REQUIRED WORK: List every thing that the passage below about "The Walrus and the Carpenter" says is mentioned in the poem's first stanzas.

PASSAGE:
──────

Characteristically ‘‘The Walrus and the Carpenter’’ rushes forward with a propulsive energy as it is read. In large part this is because of alliteration, the repetition of consonant sounds, especially in the initial letters of neighboring words. The poem is especially rich in sibilants—s’s and sh’s. These slippery consonants not only help the poem slide along but evoke the sea and the very feeling of swallowing oysters. 

Cataloging 

At several points in the poem, Carroll narrates the action by the sort of repetition that comes from drawing up a catalog. In the first stanzas, sun, moon, billows, sea, sand, clouds, and birds are mentioned, and their roles in establishing the action and the landscape of the poem are presented. In the sixth stanza, walking and talking are catalogued activities, as are the grooming activities of the oysters in stanza 8. Stanza 11 presents the walrus’s famous catalog of the things he says it is time to discuss.

──────

RECORD LIST:

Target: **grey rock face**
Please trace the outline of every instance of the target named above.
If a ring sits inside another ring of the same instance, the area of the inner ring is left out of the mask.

──────

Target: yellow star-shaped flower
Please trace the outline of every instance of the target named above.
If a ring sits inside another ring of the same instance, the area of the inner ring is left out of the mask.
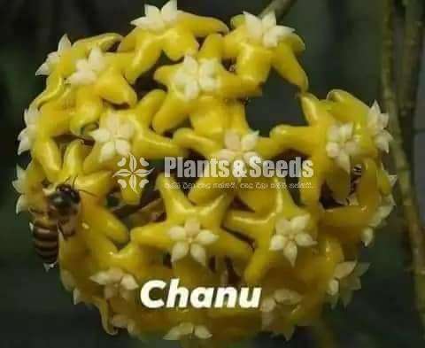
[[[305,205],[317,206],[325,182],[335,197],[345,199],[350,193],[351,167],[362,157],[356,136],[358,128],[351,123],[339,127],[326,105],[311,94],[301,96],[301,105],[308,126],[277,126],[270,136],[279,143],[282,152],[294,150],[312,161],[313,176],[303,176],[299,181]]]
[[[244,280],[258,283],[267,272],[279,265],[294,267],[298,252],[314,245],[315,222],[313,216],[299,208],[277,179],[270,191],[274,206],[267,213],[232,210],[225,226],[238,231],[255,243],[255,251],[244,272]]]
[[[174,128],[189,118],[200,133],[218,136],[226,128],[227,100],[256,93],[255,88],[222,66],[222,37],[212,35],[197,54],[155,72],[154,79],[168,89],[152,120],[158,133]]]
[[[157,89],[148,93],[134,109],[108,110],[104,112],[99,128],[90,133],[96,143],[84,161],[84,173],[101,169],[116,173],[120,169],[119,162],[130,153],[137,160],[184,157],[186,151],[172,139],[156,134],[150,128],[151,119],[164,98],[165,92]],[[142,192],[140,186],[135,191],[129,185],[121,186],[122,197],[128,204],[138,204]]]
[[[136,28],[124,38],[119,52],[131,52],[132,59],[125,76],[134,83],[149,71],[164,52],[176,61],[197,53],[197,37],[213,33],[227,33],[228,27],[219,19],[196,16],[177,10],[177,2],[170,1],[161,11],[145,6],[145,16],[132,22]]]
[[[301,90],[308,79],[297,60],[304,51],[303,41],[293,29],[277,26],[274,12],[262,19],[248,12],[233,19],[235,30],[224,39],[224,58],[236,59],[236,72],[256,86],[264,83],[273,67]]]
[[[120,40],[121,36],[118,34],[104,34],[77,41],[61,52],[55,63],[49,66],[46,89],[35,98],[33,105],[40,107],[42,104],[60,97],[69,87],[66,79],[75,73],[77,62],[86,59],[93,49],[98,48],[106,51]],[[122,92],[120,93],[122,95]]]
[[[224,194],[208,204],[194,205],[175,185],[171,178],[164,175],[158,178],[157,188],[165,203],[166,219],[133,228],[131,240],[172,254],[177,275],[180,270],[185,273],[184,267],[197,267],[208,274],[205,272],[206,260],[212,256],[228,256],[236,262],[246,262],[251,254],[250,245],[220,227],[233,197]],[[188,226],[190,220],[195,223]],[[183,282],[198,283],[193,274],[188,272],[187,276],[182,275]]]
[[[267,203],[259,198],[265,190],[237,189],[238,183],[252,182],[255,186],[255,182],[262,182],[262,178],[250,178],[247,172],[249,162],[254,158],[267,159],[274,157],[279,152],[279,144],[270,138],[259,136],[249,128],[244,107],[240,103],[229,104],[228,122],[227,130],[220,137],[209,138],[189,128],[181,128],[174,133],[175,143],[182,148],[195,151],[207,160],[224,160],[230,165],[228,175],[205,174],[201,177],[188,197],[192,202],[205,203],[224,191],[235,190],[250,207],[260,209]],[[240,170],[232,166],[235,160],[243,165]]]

──────

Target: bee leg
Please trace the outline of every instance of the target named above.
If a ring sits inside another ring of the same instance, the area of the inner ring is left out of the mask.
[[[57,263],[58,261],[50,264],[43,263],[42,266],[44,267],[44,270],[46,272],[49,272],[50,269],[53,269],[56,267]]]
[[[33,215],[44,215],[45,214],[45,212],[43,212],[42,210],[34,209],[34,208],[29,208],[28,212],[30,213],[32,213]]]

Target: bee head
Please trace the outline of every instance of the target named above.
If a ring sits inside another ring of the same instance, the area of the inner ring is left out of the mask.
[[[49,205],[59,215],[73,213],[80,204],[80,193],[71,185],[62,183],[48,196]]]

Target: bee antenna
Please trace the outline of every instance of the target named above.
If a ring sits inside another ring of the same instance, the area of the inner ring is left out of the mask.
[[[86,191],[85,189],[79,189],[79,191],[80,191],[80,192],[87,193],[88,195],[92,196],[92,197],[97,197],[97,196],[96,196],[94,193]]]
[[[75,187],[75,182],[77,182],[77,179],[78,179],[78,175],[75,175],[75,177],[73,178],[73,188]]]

──────

RESULT: sun, moon, billows, sea, sand, clouds, birds